(Written instruction) Copy every line from the entries below that contains the string "white". Case counts.

--- begin ---

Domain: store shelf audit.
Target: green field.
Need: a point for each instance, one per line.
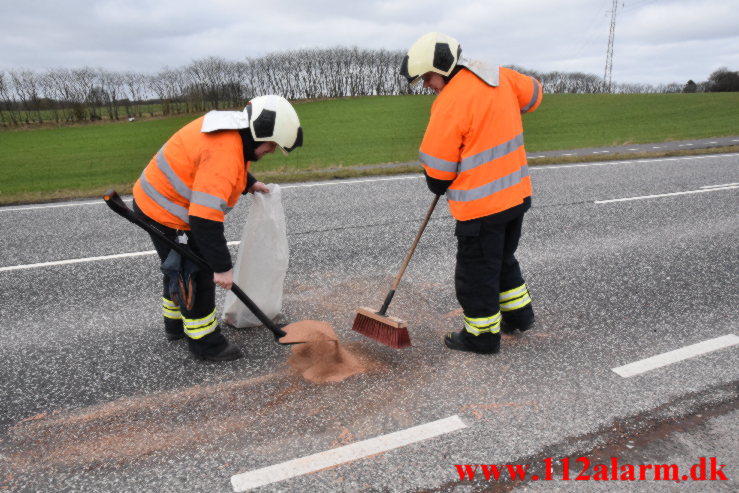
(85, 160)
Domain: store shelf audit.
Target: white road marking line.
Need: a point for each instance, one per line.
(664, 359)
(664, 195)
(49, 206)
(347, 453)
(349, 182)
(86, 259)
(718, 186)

--- end ---
--- begin ---

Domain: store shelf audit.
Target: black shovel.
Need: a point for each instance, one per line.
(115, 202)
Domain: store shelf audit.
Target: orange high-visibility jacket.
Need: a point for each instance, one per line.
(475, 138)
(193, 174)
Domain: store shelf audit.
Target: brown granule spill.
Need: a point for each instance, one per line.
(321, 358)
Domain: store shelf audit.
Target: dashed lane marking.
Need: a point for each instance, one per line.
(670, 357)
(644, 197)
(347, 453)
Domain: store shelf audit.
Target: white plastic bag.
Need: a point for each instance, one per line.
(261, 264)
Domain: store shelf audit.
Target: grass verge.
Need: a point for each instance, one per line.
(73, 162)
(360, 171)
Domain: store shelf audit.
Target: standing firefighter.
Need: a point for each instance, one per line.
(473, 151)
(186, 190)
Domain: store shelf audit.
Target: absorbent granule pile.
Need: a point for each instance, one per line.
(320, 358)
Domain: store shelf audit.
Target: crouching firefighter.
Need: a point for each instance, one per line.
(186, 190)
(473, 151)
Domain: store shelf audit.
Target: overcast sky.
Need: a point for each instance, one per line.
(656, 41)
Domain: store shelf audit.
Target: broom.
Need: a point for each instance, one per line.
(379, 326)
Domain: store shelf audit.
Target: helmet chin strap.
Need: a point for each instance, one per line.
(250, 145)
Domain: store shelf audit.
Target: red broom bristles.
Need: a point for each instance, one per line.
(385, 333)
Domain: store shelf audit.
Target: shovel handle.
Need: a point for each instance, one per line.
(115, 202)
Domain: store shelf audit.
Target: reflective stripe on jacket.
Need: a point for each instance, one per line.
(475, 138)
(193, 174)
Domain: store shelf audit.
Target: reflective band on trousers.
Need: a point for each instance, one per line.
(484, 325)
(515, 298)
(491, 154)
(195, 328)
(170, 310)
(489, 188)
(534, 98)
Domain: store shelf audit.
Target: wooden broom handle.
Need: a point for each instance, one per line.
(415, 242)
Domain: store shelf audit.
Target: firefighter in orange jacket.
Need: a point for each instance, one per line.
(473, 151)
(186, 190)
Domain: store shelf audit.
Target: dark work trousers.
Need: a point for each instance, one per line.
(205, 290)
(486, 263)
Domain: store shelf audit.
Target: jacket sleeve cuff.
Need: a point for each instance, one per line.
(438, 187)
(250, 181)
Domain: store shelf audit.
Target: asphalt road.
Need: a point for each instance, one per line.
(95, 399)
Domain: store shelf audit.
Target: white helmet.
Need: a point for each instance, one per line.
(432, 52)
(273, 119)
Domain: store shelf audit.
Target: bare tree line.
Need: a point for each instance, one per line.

--- end ---

(Result of the exercise)
Target: white road marking line.
Target: white plastic bag.
Target: white helmet.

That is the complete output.